Top of Provided records

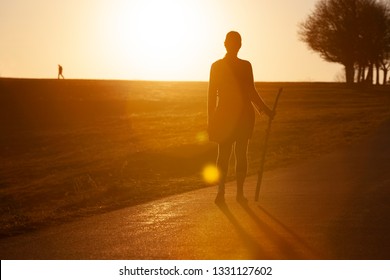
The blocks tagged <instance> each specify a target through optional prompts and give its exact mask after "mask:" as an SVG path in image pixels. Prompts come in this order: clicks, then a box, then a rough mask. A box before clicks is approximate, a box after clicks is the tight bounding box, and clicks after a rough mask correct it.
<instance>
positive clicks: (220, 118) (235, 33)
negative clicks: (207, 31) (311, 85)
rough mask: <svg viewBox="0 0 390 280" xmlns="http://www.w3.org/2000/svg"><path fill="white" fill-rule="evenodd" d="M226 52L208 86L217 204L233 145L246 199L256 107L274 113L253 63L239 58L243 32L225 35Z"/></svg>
mask: <svg viewBox="0 0 390 280" xmlns="http://www.w3.org/2000/svg"><path fill="white" fill-rule="evenodd" d="M225 48H226V51H227V53H226V55H225V57H224V58H223V59H220V60H218V61H216V62H214V63H213V64H212V66H211V71H210V81H209V88H208V133H209V139H210V141H214V142H217V143H218V158H217V167H218V170H219V172H220V179H219V183H218V194H217V197H216V199H215V202H216V203H217V204H220V203H224V199H225V198H224V195H225V181H226V175H227V171H228V166H229V159H230V154H231V151H232V148H233V147H234V153H235V157H236V179H237V196H236V199H237V201H238V202H240V203H244V202H246V201H247V200H246V198H245V197H244V192H243V189H244V182H245V178H246V174H247V148H248V141H249V139H250V138H251V136H252V133H253V128H254V124H255V111H254V108H253V105H255V107H256V109H257V110H258V111H259V112H265V113H266V114H267V115H268V116H269V117H271V118H273V115H274V113H273V112H272V110H271V109H270V108H269V107H268V106H267V105H266V104H265V103H264V101H263V99H262V98H261V97H260V96H259V94H258V92H257V91H256V88H255V85H254V78H253V72H252V65H251V64H250V62H249V61H246V60H242V59H239V58H238V57H237V53H238V51H239V50H240V48H241V36H240V34H239V33H238V32H235V31H231V32H229V33H228V34H227V35H226V39H225Z"/></svg>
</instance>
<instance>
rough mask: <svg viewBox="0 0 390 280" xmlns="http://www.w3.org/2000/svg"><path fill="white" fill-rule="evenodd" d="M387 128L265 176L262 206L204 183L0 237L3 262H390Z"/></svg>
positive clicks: (388, 160)
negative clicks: (16, 234)
mask: <svg viewBox="0 0 390 280" xmlns="http://www.w3.org/2000/svg"><path fill="white" fill-rule="evenodd" d="M389 171H390V122H386V123H384V124H383V125H382V126H381V127H380V128H379V129H378V131H376V132H375V133H373V134H372V135H370V136H369V137H367V138H366V139H364V140H362V141H361V142H360V143H358V144H356V145H354V146H352V147H349V148H347V149H344V150H340V151H334V152H332V153H330V154H328V155H326V156H323V157H320V158H316V159H313V160H309V161H307V162H304V163H301V164H298V165H295V166H290V167H288V168H283V169H278V170H274V171H272V172H266V173H265V174H264V177H263V184H262V190H261V194H260V201H259V202H254V201H253V197H254V188H255V185H256V179H257V178H256V177H250V178H248V180H247V182H246V190H245V192H246V195H247V197H248V198H250V201H249V203H248V205H240V204H238V203H237V202H236V201H235V186H234V183H232V184H229V185H228V186H227V202H226V205H225V206H223V207H218V206H216V205H215V204H214V202H213V201H214V196H215V194H216V188H215V187H210V188H206V189H202V190H197V191H193V192H188V193H185V194H180V195H175V196H171V197H168V198H165V199H161V200H156V201H152V202H149V203H146V204H142V205H138V206H134V207H129V208H126V209H121V210H117V211H113V212H110V213H106V214H102V215H98V216H93V217H89V218H85V219H79V220H76V221H74V222H70V223H67V224H63V225H59V226H55V227H51V228H46V229H42V230H39V231H36V232H32V233H28V234H24V235H20V236H15V237H11V238H4V239H1V240H0V257H1V259H3V260H5V259H77V260H80V259H180V260H187V259H190V260H191V259H195V260H197V259H205V260H211V259H277V260H283V259H288V260H290V259H387V260H388V259H390V235H389V234H388V233H389V232H390V172H389Z"/></svg>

Bottom of Provided records

Required work: Swap "clicks" for "points" throughout the material, beginning at its start and stopping after the line that contains "negative clicks: (207, 31) (311, 85)", and change nothing else. Omit the pictures from your answer.

Solution:
The blocks tagged <instance> each specify a target through optional prompts and give its exact mask after "mask:" as an SVG path in image pixels. Prompts come in this order: points, then a box, then a rough mask. A box before points is approximate, a box after points is the tight bounding box, and points after a rough mask correct it.
<instance>
positive points: (220, 118) (235, 33)
negative points: (207, 31) (311, 85)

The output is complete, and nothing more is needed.